> **REQUIRED WORK**:
The answer must be an exact copy of the entries that follow, with all images removed.

[Opening RECORDS FOR THE TASK section]

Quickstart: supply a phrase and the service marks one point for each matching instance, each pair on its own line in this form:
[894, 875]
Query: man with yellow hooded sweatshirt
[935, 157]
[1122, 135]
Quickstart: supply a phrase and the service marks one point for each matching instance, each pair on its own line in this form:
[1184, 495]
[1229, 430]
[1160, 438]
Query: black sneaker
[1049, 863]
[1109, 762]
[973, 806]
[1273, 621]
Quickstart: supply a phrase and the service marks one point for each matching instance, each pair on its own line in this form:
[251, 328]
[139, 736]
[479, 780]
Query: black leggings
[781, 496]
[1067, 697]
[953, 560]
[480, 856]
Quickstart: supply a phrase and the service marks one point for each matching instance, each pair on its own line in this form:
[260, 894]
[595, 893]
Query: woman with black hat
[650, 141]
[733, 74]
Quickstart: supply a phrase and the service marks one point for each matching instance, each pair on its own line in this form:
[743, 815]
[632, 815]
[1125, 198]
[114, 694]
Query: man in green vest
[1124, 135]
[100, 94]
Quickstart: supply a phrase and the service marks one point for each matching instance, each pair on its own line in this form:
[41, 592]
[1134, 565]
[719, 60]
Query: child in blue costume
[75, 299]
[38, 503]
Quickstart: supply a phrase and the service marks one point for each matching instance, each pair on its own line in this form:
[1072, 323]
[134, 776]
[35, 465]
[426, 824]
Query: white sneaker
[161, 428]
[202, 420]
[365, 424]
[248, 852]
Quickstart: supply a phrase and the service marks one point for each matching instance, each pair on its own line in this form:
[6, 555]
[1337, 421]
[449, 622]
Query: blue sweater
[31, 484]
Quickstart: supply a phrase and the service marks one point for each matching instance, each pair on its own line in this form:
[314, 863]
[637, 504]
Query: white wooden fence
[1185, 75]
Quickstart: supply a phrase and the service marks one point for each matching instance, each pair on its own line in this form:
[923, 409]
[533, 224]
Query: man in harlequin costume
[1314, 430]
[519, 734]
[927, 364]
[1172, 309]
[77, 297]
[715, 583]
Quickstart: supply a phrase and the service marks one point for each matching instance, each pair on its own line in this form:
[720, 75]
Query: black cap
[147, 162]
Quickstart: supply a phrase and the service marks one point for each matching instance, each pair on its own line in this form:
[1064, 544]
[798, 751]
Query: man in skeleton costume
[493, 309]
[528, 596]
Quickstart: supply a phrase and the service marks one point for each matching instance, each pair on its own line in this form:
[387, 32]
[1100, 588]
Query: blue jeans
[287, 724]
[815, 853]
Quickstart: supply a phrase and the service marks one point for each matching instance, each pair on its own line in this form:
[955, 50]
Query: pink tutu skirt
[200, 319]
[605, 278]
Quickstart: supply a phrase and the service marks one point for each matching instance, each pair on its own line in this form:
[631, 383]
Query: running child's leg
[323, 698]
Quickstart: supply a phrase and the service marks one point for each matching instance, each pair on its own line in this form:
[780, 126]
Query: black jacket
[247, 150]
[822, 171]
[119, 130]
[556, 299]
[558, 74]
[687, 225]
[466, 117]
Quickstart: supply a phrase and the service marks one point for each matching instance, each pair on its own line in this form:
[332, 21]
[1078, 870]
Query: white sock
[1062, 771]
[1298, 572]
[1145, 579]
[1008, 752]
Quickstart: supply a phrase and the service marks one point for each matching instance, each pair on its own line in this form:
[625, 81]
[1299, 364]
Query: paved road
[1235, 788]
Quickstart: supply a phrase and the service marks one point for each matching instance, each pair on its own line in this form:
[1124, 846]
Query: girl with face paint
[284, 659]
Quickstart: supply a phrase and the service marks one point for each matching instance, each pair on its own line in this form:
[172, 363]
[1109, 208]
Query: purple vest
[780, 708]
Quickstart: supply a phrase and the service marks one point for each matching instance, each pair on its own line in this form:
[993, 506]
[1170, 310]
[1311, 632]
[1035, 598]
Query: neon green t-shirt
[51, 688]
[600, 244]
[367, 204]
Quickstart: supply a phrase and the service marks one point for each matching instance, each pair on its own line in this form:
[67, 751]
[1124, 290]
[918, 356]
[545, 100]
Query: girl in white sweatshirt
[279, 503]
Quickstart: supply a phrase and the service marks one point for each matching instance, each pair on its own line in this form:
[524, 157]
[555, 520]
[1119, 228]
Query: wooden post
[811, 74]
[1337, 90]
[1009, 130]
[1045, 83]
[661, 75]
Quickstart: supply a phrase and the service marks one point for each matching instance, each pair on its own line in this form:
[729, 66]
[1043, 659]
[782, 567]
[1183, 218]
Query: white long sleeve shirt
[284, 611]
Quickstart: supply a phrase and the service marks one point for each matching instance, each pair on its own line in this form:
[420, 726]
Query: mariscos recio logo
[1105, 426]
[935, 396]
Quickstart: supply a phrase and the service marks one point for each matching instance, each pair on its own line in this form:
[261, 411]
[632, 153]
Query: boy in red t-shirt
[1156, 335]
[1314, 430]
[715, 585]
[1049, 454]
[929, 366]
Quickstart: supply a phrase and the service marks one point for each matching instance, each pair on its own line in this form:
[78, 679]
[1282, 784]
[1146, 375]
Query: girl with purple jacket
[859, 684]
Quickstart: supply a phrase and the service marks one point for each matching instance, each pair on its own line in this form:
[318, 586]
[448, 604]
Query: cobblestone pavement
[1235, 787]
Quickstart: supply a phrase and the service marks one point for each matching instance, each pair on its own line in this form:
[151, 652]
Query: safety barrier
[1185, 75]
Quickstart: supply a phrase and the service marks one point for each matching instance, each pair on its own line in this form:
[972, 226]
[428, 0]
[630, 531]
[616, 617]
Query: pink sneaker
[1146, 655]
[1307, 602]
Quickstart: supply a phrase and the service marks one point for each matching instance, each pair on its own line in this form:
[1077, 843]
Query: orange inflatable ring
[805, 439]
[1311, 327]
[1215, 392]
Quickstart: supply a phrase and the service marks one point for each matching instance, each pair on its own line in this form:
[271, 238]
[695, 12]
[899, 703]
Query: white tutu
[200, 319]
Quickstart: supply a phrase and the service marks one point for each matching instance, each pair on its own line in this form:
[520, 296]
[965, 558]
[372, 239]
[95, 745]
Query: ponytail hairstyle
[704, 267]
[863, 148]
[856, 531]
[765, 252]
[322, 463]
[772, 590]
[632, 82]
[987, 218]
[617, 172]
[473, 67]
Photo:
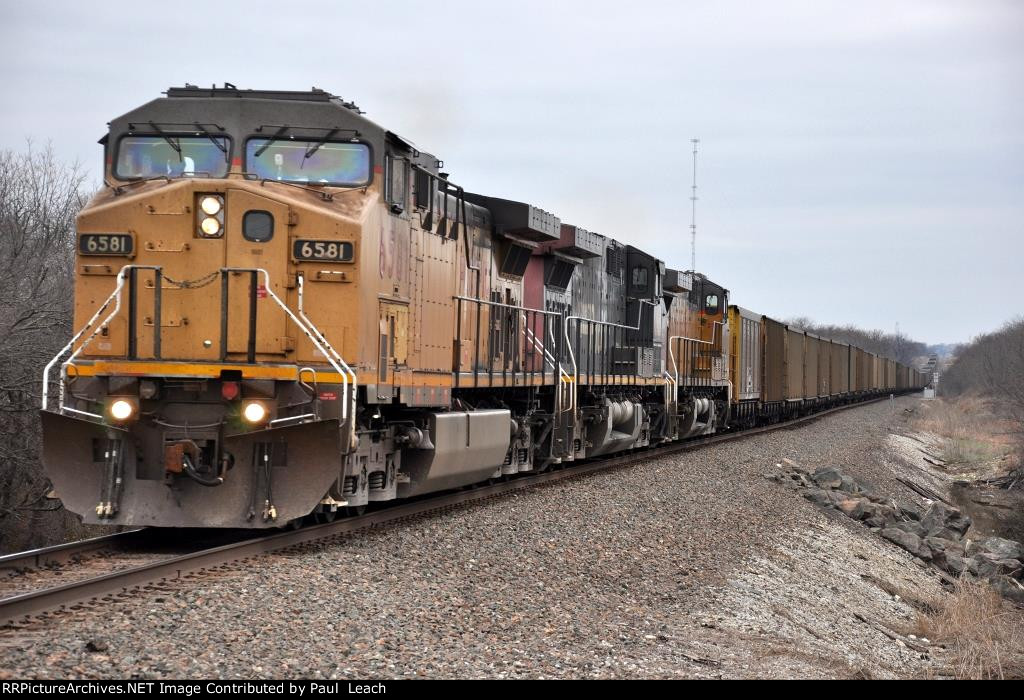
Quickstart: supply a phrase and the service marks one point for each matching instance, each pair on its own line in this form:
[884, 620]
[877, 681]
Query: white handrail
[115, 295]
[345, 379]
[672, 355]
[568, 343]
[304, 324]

[Closing RECORDS FOR THE TASK section]

> **WRITTEN ANSWER**:
Quickstart: supply a phrase and the service marks one point for each matching instance, each pair on its own line in this form:
[894, 875]
Query: man with yellow hooded sweatshirt
[935, 157]
[1122, 135]
Quickstart: supply a phrase and the service marks one point for each matching instance, each pair on its own line in this form:
[1184, 495]
[1229, 430]
[1160, 438]
Query: black sneaker
[1049, 863]
[1109, 762]
[973, 806]
[1273, 621]
Quickstart: supply a phrase and the service marks one point for each matching instance, each pair on its own line in this form:
[251, 328]
[139, 736]
[479, 780]
Query: black leggings
[781, 496]
[1067, 697]
[953, 560]
[480, 856]
Quickstart: supply a phrase and the service marks one point for each matching instance, each pair on its own line in this form:
[260, 894]
[595, 893]
Query: woman with black hat
[650, 141]
[733, 74]
Quickstart: supply a phrase and the service marks one point for each matching instance, each pair on its own line in this form:
[743, 815]
[632, 815]
[1125, 198]
[114, 694]
Query: man in green vest
[1124, 135]
[100, 94]
Quickstart: supply a phrase and the service marks one point for each matching instance, each pair on its own line in this form:
[41, 592]
[1134, 565]
[719, 60]
Query: child in blue costume
[75, 299]
[38, 503]
Quickstart: supply a phrase and the service marks one point for each matching instance, each pair on its own line in this form:
[1072, 323]
[134, 776]
[35, 465]
[426, 824]
Query: white sneaker
[161, 428]
[202, 420]
[365, 424]
[248, 852]
Quickstart: supply a phrase and the service marks one point for each matching instance, each pair on its own line in this form:
[6, 555]
[1337, 421]
[449, 622]
Query: blue sweater
[31, 484]
Quickstart: supply a phrase and the service marks one point for each matching instance, each pair on its own line in this form:
[314, 863]
[637, 504]
Query: white wooden fence
[1185, 75]
Quickstart: supply a phrase and the service marks one point for each matching instance, each pair on its own line in this form:
[923, 409]
[533, 224]
Query: man in harlequin costume
[1314, 430]
[519, 734]
[927, 364]
[1172, 309]
[77, 297]
[715, 583]
Quickstart: supply a phrase and the service marks one point for each matching instance, each pair on its own line in this form:
[720, 75]
Query: black cap
[147, 162]
Quickstart: supply a phrase and the service marks one point for each matching instance, each pair on its own line in this form:
[1064, 544]
[798, 751]
Query: man in skeleton costume
[493, 309]
[528, 596]
Quickstart: supply a phrase and the service marks one point for each matching instance, each pair on its own line in this form:
[387, 32]
[1100, 588]
Query: blue jeans
[287, 724]
[815, 853]
Quickstart: supply a phrase and the service marks one point for each matching instance, each pair on its own line in this form:
[955, 50]
Query: pink tutu skirt
[200, 319]
[605, 278]
Quickstart: supply a phrase and the service marks one point for each matching instance, each pair on its own line in this form:
[631, 383]
Query: running child's leg
[323, 698]
Quickstart: supply a phrase and the service marks one point for each matching instance, each pair on its own line in this form:
[780, 126]
Query: black jacket
[247, 150]
[822, 171]
[119, 130]
[556, 299]
[558, 74]
[687, 225]
[466, 117]
Quickstart: supply a phrase and the service marks one point for each matching instance, each pair on its own line in this form:
[332, 21]
[1078, 870]
Query: white sock
[1062, 771]
[1298, 572]
[1145, 579]
[1008, 752]
Quickstart: supply a phrase and the service marks one point for each matching instance, each pair on its own line in this form:
[625, 81]
[1299, 364]
Query: paved road
[1235, 788]
Quickstart: supply a phrase and the service marks one point for each matching instance, each pair on its own line in this form:
[1124, 846]
Query: girl with face paint
[284, 659]
Quickstart: supply a phrase and the service marks one point for each matching instance, each pair on its own line in this form:
[172, 363]
[1109, 208]
Query: purple vest
[780, 708]
Quickstart: supply a phrase and the service marks one point for each matching instance, each pair on its own line in this form:
[993, 506]
[1170, 310]
[1311, 632]
[1035, 598]
Query: neon green t-shirt
[51, 688]
[600, 244]
[367, 204]
Quickstart: supply a phrase and the service marks one point for each matching instance, each pair on its own line in this form:
[67, 751]
[1124, 290]
[918, 356]
[545, 100]
Query: girl in white sweatshirt
[279, 503]
Quickstart: supply a phrase and the service marks one point for each matching instance, each pair on its own line in this form:
[524, 157]
[555, 520]
[1119, 228]
Query: wooden post
[811, 74]
[1337, 90]
[1009, 130]
[1045, 83]
[661, 75]
Quickstart: supply a phrase and the service marks one point for each matching instance, each pair on its own line in this form:
[729, 66]
[1043, 659]
[782, 567]
[1183, 218]
Query: white long sleeve shirt
[284, 611]
Quickstart: supply a phrase and the service marks one point for each matching instance, each pair on its own line in this form:
[420, 726]
Query: mariscos recio logo
[1105, 426]
[935, 396]
Quickstart: supply a phrase and the service marks one point for each matching instance, each pair on its own line in this form:
[261, 411]
[632, 153]
Query: boy in red t-shirt
[1156, 335]
[1314, 430]
[715, 585]
[1049, 454]
[929, 366]
Quickstart: supply a phrase and the service marks one point for each matching instance, each pair on its own line in this form:
[78, 679]
[1282, 784]
[1146, 375]
Query: girl with purple jacket
[859, 684]
Quickstart: supply a phrase and the service marks one point for each matching instance, each pair on its own line in this form:
[318, 586]
[448, 604]
Query: cobblestone pavement
[1235, 787]
Quickstart: supply a phrase and the service marks one point for each matching instance, each pair on its own line in this form:
[151, 652]
Query: safety barrier
[1185, 75]
Quickstart: supply a phrase and the service marks one point for each matching instance, each pair on its own line in this form:
[972, 226]
[428, 0]
[630, 531]
[616, 617]
Query: pink sneaker
[1146, 655]
[1307, 602]
Quickstart: supply a phrase and the service marks one point for each matching instance, each pair on its own line in this form:
[1077, 843]
Query: orange inflatable ring
[805, 439]
[1311, 327]
[1215, 392]
Quickstart: supply a phrase and the service marks one point for each matching instance, each pair on its own line in this form:
[271, 238]
[695, 12]
[899, 703]
Query: white tutu
[200, 319]
Quickstart: supply a phrase and the service marks one point for each matching instance, each pair on its own line in this form:
[520, 296]
[965, 558]
[372, 239]
[95, 745]
Query: ponytail hairstyle
[704, 267]
[863, 148]
[856, 531]
[765, 252]
[322, 463]
[772, 590]
[632, 82]
[987, 218]
[617, 172]
[473, 67]
Photo:
Quickstart: supply a phrase and the service marks one point for each matching instance, each pair on its own line in this form:
[884, 620]
[877, 681]
Query: white handrail
[115, 295]
[345, 379]
[672, 355]
[568, 343]
[304, 324]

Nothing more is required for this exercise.